When the data below is printed, every line must match exactly and the images must be absent.

[[ Source material open ]]

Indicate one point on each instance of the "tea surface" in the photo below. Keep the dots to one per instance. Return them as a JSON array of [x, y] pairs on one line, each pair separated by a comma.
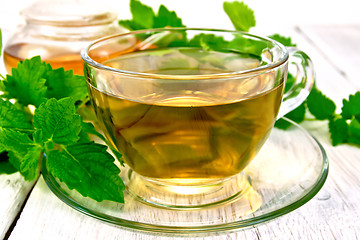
[[187, 129]]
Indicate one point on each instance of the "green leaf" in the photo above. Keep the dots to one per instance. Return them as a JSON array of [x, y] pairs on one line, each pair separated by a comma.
[[166, 18], [90, 129], [142, 15], [24, 154], [0, 42], [286, 41], [5, 166], [338, 131], [12, 117], [297, 115], [354, 132], [319, 105], [241, 16], [247, 45], [58, 121], [27, 82], [93, 172], [61, 83], [351, 107]]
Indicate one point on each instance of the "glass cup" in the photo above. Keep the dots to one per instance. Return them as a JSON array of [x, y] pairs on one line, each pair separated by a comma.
[[190, 108]]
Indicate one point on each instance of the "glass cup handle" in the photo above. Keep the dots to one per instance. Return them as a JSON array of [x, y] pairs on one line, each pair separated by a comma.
[[304, 81]]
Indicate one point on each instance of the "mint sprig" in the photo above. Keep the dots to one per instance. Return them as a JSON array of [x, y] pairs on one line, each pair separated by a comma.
[[55, 130], [144, 17]]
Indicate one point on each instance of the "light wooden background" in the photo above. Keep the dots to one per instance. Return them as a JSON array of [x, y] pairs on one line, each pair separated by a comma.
[[31, 211]]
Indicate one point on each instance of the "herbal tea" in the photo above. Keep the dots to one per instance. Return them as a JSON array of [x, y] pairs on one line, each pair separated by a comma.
[[188, 128]]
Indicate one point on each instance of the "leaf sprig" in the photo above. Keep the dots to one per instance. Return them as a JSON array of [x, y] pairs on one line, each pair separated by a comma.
[[55, 129]]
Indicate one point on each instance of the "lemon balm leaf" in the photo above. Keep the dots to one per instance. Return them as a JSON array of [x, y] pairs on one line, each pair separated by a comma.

[[ Source material closed ]]

(Output):
Indicate one point on each instance of the "tea surface" in the photo below. Keep the dots to one per instance. Return them as a JSON array of [x, y] pairs on one line, each pair separated by a comma.
[[187, 129]]
Indicate one point on each instance of the "green leaf" in the photo above. Keep the dots to one per instance. Return them as a JSON array of [x, y] pairs on one line, each pair separated by a comma.
[[166, 18], [90, 129], [142, 15], [24, 154], [0, 42], [286, 41], [5, 166], [338, 131], [12, 117], [297, 115], [354, 132], [319, 105], [241, 16], [247, 45], [58, 121], [27, 82], [93, 172], [61, 83], [351, 107]]
Indicate one point on each instance of the "glass cup" in the photo above. Keep the dots to one per instance. Return them as a JSON array of [x, y] pairs on one line, each pair separated by a comma.
[[190, 108]]
Indicate one point on each instance of the "glass cup handle" in the photo above. Keep the dots to one per instance. Return them as a JSON array of [x, y] pairs on one line, each pair separated by a comma.
[[304, 81]]
Indicate one point on each instance of the "mint sprig" in the photo above. Keep the dots to one per instance. Return them as a JSON array of [x, y] pairs on one line, each pair separated by a comma.
[[55, 130], [144, 17]]
Indicate one point on each instance of the "light wooden background" in the photo above. Keep the dots to one per instance. Return them as a JSON array of [x, y] pairs on one line, each pair separated by a comma.
[[31, 211]]
Indicate one point on each instance of the "herbal tea" in the photo above. Keep the dots to one per instance. Return them as a JSON array of [x, y] pairs on one line, each pair separated by a comma.
[[188, 128]]
Indicate one point on each instance of the "leaf sprig" in the photo above. Keep the dots to one per instance. Return them as a JSON array of [x, y] pairs on one line, each pair separated by a comma.
[[55, 129]]
Indicate one point on each instance of the "lemon balm leaf" in the photo above. Keep the dots to one per instance. Return them as a JSON array of [x, y] pairs on one line, each pair separated by a comma.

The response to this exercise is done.